[Saved entries]
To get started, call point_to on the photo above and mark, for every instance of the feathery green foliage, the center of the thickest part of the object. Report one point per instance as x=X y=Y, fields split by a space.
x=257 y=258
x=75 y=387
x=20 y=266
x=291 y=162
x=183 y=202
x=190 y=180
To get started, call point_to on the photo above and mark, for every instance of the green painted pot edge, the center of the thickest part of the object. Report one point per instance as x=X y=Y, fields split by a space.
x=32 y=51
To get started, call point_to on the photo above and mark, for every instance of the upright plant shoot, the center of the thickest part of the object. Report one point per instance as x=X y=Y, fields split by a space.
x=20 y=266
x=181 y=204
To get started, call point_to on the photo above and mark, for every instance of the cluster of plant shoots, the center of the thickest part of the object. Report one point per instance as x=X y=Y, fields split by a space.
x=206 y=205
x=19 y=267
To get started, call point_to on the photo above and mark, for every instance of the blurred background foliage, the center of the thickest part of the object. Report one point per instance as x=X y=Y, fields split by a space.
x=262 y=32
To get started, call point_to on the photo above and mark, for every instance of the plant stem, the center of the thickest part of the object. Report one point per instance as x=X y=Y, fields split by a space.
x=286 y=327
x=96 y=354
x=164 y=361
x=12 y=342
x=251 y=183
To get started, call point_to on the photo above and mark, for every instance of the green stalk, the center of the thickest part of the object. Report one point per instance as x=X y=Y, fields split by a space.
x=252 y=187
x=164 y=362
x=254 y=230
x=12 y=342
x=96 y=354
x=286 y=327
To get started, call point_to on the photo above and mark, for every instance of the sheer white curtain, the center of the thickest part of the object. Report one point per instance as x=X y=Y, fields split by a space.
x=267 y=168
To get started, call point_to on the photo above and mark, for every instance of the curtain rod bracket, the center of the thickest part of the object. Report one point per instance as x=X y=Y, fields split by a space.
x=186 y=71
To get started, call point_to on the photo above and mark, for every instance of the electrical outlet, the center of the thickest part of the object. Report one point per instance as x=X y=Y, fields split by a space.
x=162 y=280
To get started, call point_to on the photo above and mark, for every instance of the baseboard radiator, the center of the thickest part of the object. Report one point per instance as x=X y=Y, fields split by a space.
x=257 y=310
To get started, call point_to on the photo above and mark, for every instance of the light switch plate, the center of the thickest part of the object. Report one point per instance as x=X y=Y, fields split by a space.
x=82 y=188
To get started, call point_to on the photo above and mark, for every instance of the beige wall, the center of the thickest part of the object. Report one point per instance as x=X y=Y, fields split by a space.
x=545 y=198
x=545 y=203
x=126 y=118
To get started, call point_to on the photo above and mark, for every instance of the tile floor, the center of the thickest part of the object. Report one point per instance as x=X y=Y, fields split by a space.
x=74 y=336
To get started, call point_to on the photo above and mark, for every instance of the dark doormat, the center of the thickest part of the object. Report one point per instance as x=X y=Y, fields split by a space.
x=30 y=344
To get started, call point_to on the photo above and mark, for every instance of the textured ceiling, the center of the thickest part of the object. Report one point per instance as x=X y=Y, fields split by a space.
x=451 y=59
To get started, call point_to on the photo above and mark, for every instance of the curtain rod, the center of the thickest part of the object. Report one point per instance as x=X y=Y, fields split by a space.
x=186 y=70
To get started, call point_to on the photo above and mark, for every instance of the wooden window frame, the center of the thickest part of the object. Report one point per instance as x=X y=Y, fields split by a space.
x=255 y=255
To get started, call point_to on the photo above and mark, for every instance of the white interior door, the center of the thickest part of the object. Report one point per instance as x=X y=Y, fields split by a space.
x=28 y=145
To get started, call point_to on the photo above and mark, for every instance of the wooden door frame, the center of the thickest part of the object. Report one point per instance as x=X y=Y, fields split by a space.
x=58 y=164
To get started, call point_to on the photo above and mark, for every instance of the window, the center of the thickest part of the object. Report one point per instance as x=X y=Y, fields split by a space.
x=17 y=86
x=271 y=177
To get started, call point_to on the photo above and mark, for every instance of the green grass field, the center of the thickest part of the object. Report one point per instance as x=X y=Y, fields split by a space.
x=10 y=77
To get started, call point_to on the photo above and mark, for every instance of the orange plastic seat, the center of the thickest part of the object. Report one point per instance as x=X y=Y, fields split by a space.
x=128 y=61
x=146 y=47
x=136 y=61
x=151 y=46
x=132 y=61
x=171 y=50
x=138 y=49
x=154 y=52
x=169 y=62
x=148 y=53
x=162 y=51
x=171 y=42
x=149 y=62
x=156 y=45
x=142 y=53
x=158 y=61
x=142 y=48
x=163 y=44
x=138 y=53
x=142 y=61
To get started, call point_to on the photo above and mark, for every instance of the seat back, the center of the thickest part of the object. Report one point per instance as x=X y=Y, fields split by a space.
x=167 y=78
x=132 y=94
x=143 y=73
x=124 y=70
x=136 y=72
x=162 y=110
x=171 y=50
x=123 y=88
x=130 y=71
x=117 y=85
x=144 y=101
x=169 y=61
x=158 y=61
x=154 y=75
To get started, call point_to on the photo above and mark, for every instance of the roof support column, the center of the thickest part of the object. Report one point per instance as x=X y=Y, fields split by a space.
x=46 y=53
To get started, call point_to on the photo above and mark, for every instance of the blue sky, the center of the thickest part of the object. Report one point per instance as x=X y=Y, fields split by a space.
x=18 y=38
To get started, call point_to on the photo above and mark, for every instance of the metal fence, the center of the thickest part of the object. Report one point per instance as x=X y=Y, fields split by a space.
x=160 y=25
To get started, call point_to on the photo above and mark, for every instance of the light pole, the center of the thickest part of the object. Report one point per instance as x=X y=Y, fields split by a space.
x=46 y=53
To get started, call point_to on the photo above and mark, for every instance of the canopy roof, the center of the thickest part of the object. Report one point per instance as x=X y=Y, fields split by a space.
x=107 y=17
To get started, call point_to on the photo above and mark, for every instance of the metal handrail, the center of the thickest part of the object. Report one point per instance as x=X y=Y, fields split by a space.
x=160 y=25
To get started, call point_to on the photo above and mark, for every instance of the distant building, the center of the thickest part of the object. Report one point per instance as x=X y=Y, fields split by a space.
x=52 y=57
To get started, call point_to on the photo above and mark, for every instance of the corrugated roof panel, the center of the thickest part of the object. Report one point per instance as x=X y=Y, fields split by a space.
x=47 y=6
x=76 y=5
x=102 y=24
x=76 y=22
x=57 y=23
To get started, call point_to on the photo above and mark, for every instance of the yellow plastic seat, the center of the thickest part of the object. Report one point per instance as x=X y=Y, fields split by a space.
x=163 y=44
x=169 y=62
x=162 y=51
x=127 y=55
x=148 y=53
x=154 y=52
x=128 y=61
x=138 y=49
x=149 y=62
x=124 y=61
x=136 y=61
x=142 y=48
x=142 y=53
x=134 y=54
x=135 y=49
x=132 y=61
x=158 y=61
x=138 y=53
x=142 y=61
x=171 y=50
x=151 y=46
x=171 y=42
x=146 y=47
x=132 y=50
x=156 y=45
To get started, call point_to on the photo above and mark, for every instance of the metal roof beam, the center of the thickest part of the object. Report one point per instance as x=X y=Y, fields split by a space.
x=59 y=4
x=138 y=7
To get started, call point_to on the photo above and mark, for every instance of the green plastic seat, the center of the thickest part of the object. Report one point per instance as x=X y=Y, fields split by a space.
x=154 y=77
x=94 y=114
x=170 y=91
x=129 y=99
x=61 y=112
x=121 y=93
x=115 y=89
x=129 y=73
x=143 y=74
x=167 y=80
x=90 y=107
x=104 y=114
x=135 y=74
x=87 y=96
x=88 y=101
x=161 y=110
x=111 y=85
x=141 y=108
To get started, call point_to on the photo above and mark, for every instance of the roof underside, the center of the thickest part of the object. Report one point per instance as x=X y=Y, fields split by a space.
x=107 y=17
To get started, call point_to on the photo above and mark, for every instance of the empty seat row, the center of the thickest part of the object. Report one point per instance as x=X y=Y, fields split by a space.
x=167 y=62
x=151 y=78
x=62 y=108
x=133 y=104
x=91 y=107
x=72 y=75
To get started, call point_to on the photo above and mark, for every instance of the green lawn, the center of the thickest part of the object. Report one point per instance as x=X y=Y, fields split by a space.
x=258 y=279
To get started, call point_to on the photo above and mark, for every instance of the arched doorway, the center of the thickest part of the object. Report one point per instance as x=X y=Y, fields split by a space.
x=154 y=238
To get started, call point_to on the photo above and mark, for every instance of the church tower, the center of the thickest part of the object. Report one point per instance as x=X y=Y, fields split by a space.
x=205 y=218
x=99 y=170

▶ _Task brief_
Repeat exactly the lines of the records from the one containing "of the arched" to the last, and include no line outside that stretch.

▶ _Answer below_
To get started, call point_to on the photo above and mark, for every instance of the arched doorway, the center of the thickest part of the object. Report one point per instance as x=X y=Y, fields split by a space.
x=154 y=238
To get started, call point_to on the photo above and mark, for every instance of the church tower, the center of the thickest part of the object. Report one point per instance as x=X y=Y, fields split by a space.
x=205 y=218
x=99 y=170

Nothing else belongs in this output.